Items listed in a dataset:
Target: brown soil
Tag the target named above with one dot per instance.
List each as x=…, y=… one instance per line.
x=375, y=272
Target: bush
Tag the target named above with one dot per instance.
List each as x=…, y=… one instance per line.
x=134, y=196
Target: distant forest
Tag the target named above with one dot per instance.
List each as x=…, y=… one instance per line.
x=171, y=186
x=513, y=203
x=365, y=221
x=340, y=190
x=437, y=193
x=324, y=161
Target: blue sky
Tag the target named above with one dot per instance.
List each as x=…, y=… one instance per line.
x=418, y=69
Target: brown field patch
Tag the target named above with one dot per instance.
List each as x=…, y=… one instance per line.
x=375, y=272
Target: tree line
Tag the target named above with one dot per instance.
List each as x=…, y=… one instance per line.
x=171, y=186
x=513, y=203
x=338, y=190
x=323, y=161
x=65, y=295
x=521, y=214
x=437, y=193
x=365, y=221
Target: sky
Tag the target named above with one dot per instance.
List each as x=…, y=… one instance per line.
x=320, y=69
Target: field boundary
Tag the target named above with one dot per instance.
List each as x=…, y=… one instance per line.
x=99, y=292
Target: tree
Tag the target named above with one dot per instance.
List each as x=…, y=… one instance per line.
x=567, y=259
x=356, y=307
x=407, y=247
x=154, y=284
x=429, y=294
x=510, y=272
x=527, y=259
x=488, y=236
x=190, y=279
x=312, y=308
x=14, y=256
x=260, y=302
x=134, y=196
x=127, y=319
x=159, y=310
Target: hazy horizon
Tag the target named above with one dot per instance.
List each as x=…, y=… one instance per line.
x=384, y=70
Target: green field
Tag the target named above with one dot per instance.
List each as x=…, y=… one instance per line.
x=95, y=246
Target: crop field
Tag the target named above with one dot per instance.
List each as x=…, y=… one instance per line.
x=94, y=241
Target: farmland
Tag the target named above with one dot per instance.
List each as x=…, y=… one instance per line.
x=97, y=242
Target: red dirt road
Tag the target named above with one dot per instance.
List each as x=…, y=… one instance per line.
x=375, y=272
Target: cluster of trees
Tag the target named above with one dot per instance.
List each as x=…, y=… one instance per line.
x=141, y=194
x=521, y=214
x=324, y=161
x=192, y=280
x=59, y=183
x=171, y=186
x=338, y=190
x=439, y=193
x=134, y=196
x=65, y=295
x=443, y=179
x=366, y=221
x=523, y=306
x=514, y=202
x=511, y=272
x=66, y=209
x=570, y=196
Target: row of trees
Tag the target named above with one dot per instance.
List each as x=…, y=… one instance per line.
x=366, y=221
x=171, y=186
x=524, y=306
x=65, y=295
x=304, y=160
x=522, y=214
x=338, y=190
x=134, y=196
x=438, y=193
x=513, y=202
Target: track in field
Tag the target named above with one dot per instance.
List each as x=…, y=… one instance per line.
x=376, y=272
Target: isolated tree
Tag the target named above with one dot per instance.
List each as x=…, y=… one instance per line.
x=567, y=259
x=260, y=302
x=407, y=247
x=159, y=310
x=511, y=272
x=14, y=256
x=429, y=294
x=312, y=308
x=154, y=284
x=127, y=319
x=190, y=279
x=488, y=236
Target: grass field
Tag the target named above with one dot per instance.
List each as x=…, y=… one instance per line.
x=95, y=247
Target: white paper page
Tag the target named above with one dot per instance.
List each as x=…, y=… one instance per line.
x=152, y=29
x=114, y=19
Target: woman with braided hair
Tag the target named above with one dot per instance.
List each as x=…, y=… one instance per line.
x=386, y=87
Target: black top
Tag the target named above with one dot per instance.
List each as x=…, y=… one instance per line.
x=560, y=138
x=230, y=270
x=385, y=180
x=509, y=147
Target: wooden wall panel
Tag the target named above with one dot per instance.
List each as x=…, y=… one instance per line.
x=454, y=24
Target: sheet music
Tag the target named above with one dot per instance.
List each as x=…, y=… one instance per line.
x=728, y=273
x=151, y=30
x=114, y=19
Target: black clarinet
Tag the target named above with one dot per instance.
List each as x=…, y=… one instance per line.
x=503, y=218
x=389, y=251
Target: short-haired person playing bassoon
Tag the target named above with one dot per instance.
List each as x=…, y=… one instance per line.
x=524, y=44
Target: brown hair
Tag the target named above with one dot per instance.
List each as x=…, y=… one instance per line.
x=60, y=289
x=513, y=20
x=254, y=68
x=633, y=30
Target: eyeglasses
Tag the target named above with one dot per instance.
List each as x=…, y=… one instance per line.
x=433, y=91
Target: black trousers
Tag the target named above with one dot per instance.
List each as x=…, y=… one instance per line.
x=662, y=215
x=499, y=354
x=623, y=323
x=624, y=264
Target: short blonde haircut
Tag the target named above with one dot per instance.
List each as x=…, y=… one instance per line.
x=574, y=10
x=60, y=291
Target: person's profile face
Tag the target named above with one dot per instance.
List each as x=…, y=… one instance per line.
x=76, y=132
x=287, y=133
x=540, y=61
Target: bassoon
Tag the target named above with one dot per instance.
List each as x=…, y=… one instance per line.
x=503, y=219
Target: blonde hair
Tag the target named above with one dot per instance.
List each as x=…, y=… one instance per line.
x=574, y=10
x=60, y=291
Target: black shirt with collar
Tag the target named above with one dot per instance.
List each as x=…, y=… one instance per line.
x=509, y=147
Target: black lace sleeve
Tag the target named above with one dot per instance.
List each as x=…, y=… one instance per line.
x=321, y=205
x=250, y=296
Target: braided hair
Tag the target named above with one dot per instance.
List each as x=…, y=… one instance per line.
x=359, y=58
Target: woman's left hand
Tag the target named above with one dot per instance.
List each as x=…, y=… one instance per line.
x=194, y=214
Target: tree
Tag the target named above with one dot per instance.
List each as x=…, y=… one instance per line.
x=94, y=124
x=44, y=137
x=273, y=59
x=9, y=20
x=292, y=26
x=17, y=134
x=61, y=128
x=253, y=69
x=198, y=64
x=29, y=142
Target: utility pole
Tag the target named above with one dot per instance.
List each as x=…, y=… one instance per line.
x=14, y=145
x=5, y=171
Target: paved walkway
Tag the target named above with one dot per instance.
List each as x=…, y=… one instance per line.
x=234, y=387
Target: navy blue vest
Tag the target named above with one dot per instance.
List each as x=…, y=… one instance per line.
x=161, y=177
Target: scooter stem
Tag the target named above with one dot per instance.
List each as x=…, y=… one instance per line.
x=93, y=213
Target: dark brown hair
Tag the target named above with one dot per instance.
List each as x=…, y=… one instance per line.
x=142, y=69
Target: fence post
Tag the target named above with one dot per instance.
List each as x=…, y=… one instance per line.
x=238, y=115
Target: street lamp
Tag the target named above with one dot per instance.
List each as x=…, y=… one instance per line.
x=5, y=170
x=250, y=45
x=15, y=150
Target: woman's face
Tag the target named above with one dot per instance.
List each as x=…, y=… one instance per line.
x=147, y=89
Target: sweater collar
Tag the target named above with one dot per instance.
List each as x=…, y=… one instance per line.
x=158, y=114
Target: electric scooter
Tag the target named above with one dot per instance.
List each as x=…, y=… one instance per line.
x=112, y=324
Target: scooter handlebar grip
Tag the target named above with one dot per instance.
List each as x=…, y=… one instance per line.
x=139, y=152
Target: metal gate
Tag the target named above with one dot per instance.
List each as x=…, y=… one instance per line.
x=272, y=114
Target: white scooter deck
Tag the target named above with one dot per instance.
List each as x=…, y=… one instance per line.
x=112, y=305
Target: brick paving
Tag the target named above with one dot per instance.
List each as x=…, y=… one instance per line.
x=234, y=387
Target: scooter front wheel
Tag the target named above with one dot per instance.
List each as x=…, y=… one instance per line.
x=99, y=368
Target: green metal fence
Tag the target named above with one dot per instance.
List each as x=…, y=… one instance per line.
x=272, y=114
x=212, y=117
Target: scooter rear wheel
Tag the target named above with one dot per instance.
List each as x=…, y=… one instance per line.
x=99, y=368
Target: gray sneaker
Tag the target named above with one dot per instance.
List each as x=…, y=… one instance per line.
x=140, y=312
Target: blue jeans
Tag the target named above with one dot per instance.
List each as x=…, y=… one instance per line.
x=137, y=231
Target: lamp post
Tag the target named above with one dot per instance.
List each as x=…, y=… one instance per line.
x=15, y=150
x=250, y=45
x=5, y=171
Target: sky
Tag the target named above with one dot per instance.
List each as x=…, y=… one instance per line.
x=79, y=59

§ **Instructions to follow**: Where a line in the records above contains the word "black", copy that line.

§ **Written answer**:
Target: black top
Target: black clarinet
Target: black trousers
Target: black shirt with collar
Target: black lace sleeve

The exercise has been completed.